(Data items)
= = = = = = =

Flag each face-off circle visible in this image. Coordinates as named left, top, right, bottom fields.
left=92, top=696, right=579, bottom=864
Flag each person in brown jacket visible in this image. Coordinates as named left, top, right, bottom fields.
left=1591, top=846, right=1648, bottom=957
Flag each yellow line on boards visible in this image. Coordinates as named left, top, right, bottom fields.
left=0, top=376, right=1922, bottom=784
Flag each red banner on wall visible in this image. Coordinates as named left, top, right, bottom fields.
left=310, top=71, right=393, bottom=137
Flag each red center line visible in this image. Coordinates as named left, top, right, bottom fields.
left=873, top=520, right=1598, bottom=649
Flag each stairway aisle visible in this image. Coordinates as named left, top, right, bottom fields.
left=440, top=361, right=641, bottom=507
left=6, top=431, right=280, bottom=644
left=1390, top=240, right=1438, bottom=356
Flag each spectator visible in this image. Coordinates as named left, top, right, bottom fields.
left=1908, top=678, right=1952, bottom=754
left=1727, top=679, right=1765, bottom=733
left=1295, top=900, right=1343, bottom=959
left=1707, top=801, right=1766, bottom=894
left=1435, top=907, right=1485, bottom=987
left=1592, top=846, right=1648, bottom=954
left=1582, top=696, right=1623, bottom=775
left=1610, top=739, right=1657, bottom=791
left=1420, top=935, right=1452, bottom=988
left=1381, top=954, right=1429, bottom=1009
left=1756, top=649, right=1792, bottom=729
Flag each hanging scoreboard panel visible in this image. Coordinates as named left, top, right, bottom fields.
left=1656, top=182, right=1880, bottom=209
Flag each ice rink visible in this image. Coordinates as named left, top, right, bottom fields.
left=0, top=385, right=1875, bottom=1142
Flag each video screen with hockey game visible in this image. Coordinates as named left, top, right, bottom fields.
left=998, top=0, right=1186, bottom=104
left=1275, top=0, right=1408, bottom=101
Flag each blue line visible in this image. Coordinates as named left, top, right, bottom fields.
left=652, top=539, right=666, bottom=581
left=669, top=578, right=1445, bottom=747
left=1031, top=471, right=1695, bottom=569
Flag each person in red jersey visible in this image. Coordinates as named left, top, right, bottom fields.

= = = = = = =

What you return must match the records above exactly.

### Expected answer
Flag each face-off circle visible in this image. Coordinates as named left, top, right, bottom fields.
left=92, top=696, right=579, bottom=864
Flag each person in brown jacket visible in this image. Coordinates as named left, top, right, bottom fields.
left=1591, top=846, right=1648, bottom=957
Flag each yellow line on boards visible in this image. Coordinates as named left, top, right, bottom fields.
left=0, top=376, right=1922, bottom=784
Flag each red banner on wall visible in this image. Coordinates as named left, top, right, bottom fields.
left=310, top=71, right=393, bottom=137
Flag each red center line visible in this image. Coordinates as named left, top, right, bottom fields.
left=873, top=520, right=1598, bottom=649
Flag each stairway aisle visible in this image. Coordinates as named left, top, right, bottom fields.
left=440, top=361, right=641, bottom=507
left=6, top=431, right=280, bottom=644
left=1390, top=240, right=1438, bottom=356
Flag each spectator visible in this image. Coordinates as named left, top, right, bottom fields.
left=1908, top=678, right=1952, bottom=754
left=1727, top=679, right=1765, bottom=733
left=1295, top=900, right=1343, bottom=959
left=1707, top=801, right=1766, bottom=894
left=1435, top=907, right=1485, bottom=987
left=1592, top=846, right=1648, bottom=954
left=1582, top=696, right=1623, bottom=775
left=1610, top=739, right=1657, bottom=791
left=1420, top=935, right=1452, bottom=988
left=1381, top=954, right=1429, bottom=1009
left=1756, top=649, right=1792, bottom=729
Flag each hanging scoreboard panel visible in this image. Coordinates as named left, top, right, bottom fields.
left=1656, top=182, right=1880, bottom=209
Flag each ice rink visible in this image. Coordinates as named left, top, right, bottom fields.
left=0, top=385, right=1875, bottom=1142
Flag each video screen with hockey game visible in this image. Coordinates as named left, top, right, bottom fields.
left=998, top=0, right=1186, bottom=104
left=1275, top=0, right=1408, bottom=101
Flag each blue line visible in this image. Coordinates as named left, top, right, bottom fields.
left=652, top=539, right=666, bottom=581
left=669, top=578, right=1445, bottom=747
left=1031, top=471, right=1695, bottom=569
Flag each person in red jersey visible in this image. Coordinates as named left, top, right, bottom fields.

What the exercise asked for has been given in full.